#### [AUFGABE 1]
Zitiere aus den Einträgen weiter unten wortgetreu die Zeilen von der Zeile mit „Teacher note: indicate the interior“ bis zum Ende der Einträge, beide Grenzen eingeschlossen.

#### [QUELLAUSZUG]
========
Ben krabbelt durch die Küche. Zwei starke Hände greifen ihn, wirbeln ihn kurz durch die Luft und platzieren ihn dann zielsicher im Hochstuhl. Es ist Essenszeit im Hause Hartmann. Was sich wie ein ganz typischer Alltag einer jungen Familie anhört, ist es auch. Mit einem feinen Unterschied: Hier übernimmt tagsüber ein 2-m-Hüne die Kinderbetreuung. Die kräftigen Hände gehören Bens Vater Lennart. Der studierte Agrarwissenschaftler ist tagsüber für die Fürsorgearbeit zuständig.
Kind, Karriere und Hof
Bens Mutter Corinna ist nach achtwöchigem Mutterschutz wieder Vollzeit in ihren Beruf als Bilanzbuchhalterin zurückgekehrt. 3 % der Mütter mit Kindern unter einem Jahr tun es ihr gleich und sind wie sie vollumfänglich berufstätig. Mit Heranwachsen der Kinder erhöht sich der Anteil derer, die Vollzeit arbeiten gehen. Immerhin jede zehnte Frau mit Kindern zwischen ein und zwei Jahren geht ihrem Beruf wieder in vollem Umfang nach.
========
#### [AUFGABE 2]
Gib aus dem Quellauszug oben den Abschnitt von „Kind, Karriere und“ bis „vollem Umfang nach.“ unverändert aus.
========
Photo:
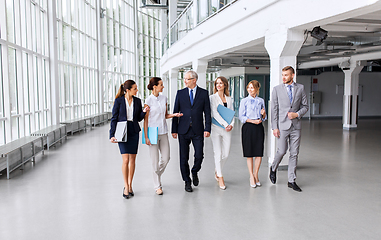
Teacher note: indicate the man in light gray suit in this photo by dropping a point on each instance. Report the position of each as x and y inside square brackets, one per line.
[289, 104]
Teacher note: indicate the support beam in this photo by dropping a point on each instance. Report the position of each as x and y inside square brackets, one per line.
[350, 98]
[200, 66]
[282, 45]
[53, 56]
[172, 78]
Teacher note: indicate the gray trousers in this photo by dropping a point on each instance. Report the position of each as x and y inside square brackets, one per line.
[159, 165]
[292, 137]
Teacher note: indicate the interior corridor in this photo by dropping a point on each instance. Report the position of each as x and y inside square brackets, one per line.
[74, 191]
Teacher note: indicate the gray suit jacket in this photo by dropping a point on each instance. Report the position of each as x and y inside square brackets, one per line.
[281, 106]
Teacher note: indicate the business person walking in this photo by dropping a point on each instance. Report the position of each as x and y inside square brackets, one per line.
[156, 117]
[289, 104]
[221, 137]
[193, 103]
[128, 108]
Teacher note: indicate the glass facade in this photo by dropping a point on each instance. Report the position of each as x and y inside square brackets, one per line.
[99, 43]
[77, 55]
[25, 95]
========
#### [KORREKTE AUSGABE 1]
Teacher note: indicate the interior corridor in this photo by dropping a point on each instance. Report the position of each as x and y inside square brackets, one per line.
[74, 191]
Teacher note: indicate the gray suit jacket in this photo by dropping a point on each instance. Report the position of each as x and y inside square brackets, one per line.
[281, 106]
Teacher note: indicate the business person walking in this photo by dropping a point on each instance. Report the position of each as x and y inside square brackets, one per line.
[156, 117]
[289, 104]
[221, 137]
[193, 103]
[128, 108]
Teacher note: indicate the glass facade in this photo by dropping a point on each instance. Report the position of each as x and y inside square brackets, one per line.
[99, 43]
[77, 55]
[25, 95]

#### [KORREKTE AUSGABE 2]
Kind, Karriere und Hof
Bens Mutter Corinna ist nach achtwöchigem Mutterschutz wieder Vollzeit in ihren Beruf als Bilanzbuchhalterin zurückgekehrt. 3 % der Mütter mit Kindern unter einem Jahr tun es ihr gleich und sind wie sie vollumfänglich berufstätig. Mit Heranwachsen der Kinder erhöht sich der Anteil derer, die Vollzeit arbeiten gehen. Immerhin jede zehnte Frau mit Kindern zwischen ein und zwei Jahren geht ihrem Beruf wieder in vollem Umfang nach.